##### Extracted data

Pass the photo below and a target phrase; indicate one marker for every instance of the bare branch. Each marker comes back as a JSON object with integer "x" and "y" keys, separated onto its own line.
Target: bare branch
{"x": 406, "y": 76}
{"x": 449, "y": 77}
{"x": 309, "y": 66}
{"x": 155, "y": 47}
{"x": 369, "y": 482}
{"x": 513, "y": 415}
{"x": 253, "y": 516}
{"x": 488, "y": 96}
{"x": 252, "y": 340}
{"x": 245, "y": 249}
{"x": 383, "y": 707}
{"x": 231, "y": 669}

##########

# [Instructions for the task]
Switch "bare branch" to "dry twig" throughout the items above, and write out the lines again with nothing else changed.

# [Solution below]
Pass the photo below and a target phrase; indicate one marker for every instance of the dry twig. Each marker comes back as a JSON object with integer "x" and "y" keys, separated onto its own line.
Target: dry twig
{"x": 406, "y": 76}
{"x": 449, "y": 77}
{"x": 309, "y": 66}
{"x": 155, "y": 47}
{"x": 369, "y": 482}
{"x": 513, "y": 415}
{"x": 253, "y": 516}
{"x": 488, "y": 96}
{"x": 252, "y": 340}
{"x": 245, "y": 249}
{"x": 383, "y": 707}
{"x": 231, "y": 669}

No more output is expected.